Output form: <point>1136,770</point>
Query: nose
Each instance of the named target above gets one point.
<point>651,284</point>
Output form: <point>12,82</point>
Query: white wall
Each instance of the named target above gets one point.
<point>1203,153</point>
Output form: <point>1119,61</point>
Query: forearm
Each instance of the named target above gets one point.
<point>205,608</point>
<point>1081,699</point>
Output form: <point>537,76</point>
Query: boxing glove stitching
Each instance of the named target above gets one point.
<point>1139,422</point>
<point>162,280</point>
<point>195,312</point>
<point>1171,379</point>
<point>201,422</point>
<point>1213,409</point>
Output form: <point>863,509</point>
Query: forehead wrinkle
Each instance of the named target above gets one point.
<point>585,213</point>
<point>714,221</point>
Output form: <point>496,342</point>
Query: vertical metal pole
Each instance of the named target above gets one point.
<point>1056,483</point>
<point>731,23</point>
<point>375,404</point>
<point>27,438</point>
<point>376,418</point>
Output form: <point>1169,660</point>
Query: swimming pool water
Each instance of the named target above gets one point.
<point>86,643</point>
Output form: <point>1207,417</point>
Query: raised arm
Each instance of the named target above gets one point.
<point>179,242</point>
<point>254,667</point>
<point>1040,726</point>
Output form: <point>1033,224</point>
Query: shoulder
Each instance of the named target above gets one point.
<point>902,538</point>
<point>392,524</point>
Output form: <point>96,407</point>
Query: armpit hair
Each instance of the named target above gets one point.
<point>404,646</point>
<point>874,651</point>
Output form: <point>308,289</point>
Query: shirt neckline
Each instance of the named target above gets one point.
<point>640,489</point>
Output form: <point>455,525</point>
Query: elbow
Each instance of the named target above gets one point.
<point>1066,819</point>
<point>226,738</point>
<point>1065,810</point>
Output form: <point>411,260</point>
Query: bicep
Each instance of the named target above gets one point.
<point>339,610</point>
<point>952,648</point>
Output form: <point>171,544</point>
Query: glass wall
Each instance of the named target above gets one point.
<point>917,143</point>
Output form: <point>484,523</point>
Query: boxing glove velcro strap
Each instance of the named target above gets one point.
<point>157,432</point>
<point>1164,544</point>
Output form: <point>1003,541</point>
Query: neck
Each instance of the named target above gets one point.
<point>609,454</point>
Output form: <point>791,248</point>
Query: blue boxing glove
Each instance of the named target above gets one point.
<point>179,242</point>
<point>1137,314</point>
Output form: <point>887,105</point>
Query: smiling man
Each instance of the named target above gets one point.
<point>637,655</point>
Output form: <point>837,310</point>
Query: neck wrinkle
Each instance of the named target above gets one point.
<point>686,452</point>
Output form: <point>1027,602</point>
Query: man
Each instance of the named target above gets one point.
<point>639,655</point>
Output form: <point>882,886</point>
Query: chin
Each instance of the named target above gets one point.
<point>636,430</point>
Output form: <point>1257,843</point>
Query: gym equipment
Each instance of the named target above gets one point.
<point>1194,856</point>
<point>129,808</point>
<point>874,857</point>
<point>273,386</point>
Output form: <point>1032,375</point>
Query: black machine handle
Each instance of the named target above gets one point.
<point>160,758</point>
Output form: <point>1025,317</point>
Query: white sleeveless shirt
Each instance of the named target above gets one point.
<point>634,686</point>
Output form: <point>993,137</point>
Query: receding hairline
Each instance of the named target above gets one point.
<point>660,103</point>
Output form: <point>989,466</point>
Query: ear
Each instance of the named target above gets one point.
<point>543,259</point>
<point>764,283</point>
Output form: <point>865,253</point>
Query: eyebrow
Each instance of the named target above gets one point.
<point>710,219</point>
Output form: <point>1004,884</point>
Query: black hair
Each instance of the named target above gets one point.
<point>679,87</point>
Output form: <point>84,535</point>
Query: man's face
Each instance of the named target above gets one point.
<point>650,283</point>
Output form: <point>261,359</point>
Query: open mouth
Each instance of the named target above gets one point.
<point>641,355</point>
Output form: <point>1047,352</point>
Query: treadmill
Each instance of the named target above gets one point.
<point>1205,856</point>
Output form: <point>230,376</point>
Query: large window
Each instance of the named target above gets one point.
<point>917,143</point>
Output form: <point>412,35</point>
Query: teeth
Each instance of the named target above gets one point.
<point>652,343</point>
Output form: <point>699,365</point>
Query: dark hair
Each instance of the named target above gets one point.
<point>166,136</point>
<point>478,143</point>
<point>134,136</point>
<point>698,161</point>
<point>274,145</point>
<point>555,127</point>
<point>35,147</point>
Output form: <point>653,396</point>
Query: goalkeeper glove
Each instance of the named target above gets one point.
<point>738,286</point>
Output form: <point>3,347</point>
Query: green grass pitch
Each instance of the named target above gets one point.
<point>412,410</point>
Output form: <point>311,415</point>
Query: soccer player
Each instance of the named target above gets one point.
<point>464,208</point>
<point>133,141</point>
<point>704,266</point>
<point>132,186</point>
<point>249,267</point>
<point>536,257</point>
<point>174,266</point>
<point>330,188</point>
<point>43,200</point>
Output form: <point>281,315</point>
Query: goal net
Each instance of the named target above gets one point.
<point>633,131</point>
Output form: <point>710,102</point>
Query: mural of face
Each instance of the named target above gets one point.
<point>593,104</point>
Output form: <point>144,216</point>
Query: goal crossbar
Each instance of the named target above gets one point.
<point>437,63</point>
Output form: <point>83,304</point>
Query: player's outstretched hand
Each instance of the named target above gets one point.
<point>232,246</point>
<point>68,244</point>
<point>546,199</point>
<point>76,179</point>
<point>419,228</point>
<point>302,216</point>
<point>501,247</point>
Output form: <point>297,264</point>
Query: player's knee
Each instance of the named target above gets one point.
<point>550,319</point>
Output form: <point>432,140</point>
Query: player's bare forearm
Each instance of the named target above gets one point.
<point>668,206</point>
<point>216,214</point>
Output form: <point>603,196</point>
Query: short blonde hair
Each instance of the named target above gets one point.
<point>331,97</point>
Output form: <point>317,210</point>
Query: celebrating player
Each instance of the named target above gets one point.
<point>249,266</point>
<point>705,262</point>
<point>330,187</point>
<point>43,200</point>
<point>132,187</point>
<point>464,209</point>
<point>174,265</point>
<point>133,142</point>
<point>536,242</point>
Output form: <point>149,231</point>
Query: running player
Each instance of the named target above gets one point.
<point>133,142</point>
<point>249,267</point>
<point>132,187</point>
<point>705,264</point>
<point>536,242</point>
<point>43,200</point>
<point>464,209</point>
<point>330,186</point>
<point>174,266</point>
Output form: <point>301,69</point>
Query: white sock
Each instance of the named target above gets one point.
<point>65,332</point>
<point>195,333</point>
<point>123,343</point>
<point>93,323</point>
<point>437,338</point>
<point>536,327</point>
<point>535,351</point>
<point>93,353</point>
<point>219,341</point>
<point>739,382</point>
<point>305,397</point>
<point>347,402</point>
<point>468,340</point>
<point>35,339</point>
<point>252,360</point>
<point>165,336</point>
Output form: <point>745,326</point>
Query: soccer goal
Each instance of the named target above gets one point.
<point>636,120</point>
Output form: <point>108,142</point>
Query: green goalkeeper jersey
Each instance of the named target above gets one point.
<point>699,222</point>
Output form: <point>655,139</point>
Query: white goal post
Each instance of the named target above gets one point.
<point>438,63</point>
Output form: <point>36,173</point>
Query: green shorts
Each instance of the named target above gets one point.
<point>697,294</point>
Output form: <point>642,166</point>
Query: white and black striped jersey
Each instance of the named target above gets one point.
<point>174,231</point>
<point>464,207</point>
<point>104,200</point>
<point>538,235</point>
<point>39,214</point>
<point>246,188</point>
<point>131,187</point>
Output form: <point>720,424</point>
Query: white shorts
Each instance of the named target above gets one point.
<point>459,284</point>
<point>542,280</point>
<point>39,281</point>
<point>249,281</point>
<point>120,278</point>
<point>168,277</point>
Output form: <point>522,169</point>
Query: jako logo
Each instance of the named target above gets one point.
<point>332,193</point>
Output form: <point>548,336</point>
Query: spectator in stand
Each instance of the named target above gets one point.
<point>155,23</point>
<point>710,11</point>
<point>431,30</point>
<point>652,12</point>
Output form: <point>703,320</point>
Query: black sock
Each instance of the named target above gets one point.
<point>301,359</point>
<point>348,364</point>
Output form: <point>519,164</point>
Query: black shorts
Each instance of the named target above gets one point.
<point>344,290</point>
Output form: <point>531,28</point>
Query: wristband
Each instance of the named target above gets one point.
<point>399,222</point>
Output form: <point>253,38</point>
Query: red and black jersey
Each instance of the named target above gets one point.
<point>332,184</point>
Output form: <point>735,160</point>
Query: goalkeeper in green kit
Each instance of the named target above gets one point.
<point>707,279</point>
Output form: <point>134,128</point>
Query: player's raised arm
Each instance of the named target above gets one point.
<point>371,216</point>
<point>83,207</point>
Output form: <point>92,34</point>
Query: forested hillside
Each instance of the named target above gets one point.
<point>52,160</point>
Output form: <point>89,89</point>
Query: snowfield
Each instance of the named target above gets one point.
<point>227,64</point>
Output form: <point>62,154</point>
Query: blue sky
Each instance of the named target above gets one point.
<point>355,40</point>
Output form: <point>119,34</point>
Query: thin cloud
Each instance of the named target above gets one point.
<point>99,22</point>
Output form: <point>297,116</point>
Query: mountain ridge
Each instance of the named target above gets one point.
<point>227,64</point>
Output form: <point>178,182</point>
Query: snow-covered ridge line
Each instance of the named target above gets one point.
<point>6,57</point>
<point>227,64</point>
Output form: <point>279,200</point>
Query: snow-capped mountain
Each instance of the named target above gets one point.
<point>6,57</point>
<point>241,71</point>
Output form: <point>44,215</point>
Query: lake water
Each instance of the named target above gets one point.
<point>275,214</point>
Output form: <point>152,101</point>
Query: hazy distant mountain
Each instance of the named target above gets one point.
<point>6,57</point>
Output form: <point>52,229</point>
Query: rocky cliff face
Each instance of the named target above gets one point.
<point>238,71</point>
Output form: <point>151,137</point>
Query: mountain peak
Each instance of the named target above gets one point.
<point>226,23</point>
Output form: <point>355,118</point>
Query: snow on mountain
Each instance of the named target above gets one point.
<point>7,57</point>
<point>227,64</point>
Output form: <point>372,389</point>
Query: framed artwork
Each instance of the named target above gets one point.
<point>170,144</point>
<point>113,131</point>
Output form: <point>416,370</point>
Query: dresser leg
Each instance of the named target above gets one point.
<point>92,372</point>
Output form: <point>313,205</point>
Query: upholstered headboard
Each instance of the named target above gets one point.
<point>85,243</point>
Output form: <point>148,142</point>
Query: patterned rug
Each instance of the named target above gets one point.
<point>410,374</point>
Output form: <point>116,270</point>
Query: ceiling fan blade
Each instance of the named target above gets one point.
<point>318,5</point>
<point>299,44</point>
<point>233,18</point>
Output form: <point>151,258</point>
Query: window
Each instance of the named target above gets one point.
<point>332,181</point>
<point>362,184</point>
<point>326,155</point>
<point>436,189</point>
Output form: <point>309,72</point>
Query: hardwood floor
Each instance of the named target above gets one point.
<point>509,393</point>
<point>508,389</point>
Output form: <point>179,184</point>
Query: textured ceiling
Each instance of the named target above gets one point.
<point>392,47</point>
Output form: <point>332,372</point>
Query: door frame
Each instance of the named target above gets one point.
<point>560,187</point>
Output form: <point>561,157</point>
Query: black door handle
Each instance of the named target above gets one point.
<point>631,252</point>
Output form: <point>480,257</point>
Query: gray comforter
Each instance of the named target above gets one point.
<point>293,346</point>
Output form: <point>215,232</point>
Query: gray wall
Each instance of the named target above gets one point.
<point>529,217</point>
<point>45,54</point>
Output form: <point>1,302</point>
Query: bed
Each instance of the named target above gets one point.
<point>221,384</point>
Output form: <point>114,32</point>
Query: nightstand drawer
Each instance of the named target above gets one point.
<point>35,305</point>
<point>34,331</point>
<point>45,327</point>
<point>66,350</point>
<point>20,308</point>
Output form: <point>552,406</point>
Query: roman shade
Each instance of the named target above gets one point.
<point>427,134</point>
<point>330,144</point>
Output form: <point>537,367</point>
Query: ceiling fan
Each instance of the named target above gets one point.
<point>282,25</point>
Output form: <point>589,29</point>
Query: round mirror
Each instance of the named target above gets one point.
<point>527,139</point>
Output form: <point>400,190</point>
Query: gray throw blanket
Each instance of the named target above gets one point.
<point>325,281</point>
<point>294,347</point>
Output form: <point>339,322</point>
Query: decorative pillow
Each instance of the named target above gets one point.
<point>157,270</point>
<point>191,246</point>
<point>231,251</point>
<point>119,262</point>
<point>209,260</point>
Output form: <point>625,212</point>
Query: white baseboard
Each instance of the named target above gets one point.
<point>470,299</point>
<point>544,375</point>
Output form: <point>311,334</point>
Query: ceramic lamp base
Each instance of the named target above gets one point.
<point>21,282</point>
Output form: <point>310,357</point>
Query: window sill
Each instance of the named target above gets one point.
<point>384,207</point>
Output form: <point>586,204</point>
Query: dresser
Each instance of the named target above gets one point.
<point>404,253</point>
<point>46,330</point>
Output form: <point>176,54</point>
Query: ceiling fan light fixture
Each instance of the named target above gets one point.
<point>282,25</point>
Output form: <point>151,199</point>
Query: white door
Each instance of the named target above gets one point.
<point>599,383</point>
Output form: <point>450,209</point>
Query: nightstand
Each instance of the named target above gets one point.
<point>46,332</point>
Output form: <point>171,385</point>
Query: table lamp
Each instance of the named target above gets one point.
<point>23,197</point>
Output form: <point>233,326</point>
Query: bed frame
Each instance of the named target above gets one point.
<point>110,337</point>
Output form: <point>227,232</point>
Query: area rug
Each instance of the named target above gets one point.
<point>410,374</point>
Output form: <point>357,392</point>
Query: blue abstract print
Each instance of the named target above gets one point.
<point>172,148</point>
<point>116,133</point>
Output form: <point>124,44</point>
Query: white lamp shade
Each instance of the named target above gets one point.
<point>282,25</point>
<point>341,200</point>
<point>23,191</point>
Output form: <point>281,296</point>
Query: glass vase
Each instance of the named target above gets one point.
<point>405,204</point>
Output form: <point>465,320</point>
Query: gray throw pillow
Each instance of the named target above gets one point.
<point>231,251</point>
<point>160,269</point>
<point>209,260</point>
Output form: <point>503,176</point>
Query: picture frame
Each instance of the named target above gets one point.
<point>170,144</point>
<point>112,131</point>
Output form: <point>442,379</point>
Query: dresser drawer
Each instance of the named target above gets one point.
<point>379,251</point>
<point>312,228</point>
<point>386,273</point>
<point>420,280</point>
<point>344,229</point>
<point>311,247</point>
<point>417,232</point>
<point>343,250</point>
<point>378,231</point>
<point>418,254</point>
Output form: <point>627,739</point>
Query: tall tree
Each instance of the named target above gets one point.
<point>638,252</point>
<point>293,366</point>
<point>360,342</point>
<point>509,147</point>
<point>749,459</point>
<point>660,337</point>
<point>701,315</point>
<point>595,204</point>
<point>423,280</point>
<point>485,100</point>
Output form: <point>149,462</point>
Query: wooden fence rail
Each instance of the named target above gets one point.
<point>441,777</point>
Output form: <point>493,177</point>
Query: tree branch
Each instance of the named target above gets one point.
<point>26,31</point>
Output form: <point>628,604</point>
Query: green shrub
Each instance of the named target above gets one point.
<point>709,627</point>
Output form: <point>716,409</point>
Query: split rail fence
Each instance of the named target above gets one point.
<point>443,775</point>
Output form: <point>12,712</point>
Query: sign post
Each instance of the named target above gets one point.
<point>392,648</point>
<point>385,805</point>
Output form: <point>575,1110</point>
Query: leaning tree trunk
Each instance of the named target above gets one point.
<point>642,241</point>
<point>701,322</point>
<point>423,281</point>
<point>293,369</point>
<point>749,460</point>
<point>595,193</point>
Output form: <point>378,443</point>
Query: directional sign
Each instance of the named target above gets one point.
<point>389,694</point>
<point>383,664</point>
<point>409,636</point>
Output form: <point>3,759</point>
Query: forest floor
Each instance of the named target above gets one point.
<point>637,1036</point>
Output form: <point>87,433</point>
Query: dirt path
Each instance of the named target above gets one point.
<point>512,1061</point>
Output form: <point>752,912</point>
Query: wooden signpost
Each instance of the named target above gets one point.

WHAT THE TASK ASKS>
Repeat only the lines running from the line that contains "Output form: <point>627,739</point>" through the last line above, inclusive.

ANSWER BELOW>
Output form: <point>627,739</point>
Query: tall tree
Each instance of the named target above gets one point.
<point>638,252</point>
<point>293,366</point>
<point>360,342</point>
<point>509,147</point>
<point>749,459</point>
<point>660,337</point>
<point>701,315</point>
<point>595,204</point>
<point>423,280</point>
<point>485,100</point>
Output form: <point>149,462</point>
Query: wooden fence rail
Each instance of the named target above gets one point.
<point>441,777</point>
Output form: <point>493,177</point>
Query: tree branch
Each instance of the named target above gets one point.
<point>26,31</point>
Output form: <point>628,604</point>
Query: green shrub
Each instance of the named target above gets one point.
<point>709,627</point>
Output form: <point>716,409</point>
Query: split rail fence
Each instance of the named target above gets one point.
<point>443,775</point>
Output form: <point>12,712</point>
Query: sign post
Each instance of the named target above gets one point.
<point>392,648</point>
<point>385,805</point>
Output form: <point>575,1110</point>
Query: leaning tree trunk
Each instance of the named target above gets one point.
<point>642,241</point>
<point>701,322</point>
<point>423,281</point>
<point>293,369</point>
<point>749,460</point>
<point>595,193</point>
Output form: <point>378,443</point>
Query: directional sign
Each instance of the named target above gets one point.
<point>389,694</point>
<point>383,664</point>
<point>409,636</point>
Output form: <point>3,759</point>
Query: forest floor
Each instance of the named target above gets one point.
<point>637,1036</point>
Output form: <point>87,433</point>
Query: dirt path
Each instance of the named target above gets one point.
<point>512,1061</point>
Output form: <point>752,912</point>
Query: wooden signpost
Each instance of the named target above gets one point.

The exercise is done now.